== TO-DO ITEM ==
Copy the following data line for line, without changing anything.

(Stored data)
=== Begin Enclosure ===

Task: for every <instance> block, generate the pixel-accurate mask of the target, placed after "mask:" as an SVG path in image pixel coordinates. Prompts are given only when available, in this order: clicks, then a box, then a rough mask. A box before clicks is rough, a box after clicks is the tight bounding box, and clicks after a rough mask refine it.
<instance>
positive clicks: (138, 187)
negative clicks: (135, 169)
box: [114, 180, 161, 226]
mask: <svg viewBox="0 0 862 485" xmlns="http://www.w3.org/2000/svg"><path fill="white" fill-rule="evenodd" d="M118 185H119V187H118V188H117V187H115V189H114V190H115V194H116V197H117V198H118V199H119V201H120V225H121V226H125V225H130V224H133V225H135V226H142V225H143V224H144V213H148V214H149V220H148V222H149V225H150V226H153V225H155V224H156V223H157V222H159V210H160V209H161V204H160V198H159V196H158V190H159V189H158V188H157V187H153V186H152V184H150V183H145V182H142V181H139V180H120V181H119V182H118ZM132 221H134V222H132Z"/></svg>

=== End Enclosure ===

== RESULT FOR THIS TASK ==
Task: for every <instance> block, generate the pixel-accurate mask of the target, placed after "mask:" as an SVG path in image pixel coordinates. Prompts are given only when available, in this order: clicks, then a box, then a rough mask. A box before clicks is rough, a box after clicks is the tight bounding box, and clicks after a rough mask refine it.
<instance>
positive clicks: (138, 187)
negative clicks: (135, 169)
box: [114, 180, 161, 226]
mask: <svg viewBox="0 0 862 485" xmlns="http://www.w3.org/2000/svg"><path fill="white" fill-rule="evenodd" d="M118 185H119V187H118V188H117V187H115V189H114V190H115V194H116V197H117V198H118V199H119V201H120V225H121V226H125V225H130V224H133V225H135V226H142V225H143V224H144V213H148V214H149V220H148V222H149V225H150V226H153V225H155V224H156V223H157V222H159V210H160V209H161V204H160V198H159V196H158V190H159V189H158V188H157V187H153V186H152V184H150V183H145V182H142V181H139V180H120V181H119V182H118ZM132 221H134V222H132Z"/></svg>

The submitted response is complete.